**Passage**
===

PUNE: Two years after his furniture was thrown out of Ambedkar hostel by irate students for illegal occupation, Pune Municipal Corporation (PMC) additional municipal commissioner, M S Deonikar, finds himself embroiled in yet another controversy involving his official residence, with activists pointing out that the bungalow he currently lives in has been reserved as public amenity and cannot be used as a residential premises.
Spread over a sprawling 6,000 square feet plot in survey no 20, 3/7/ 3 + 8, in the picturesque Bavdhan, the area had been surrendered by a developer to the PMC, as per the town planning rules, to avail of additional FSI that he needed to erect two high-rise towers on the original plot.
The very purpose of acquiring the land from the developer was to create a public amenity facility on it, but lured by the location and bungalow, the PMC thought it could make a good residence for one of its top officers.
“I do not know what amenity does the public get to enjoy when an additional commissioner moves in such a land,” citizen activists, Vivek Velankar, of the Sajag Nagrik Manch, has stated in a note he sent to the municipal commissioner, Mahesh Zagade.

===

**Source data**
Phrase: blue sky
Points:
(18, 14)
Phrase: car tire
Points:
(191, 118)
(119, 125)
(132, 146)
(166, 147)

===

According to the article about the Bavdhan bungalow, why did the developer surrender the land to the PMC? Rely only on the article about the Bavdhan bungalow, not on the data.

The developer surrendered it under the town planning rules to avail of the additional FSI needed to erect two high-rise towers on the original plot.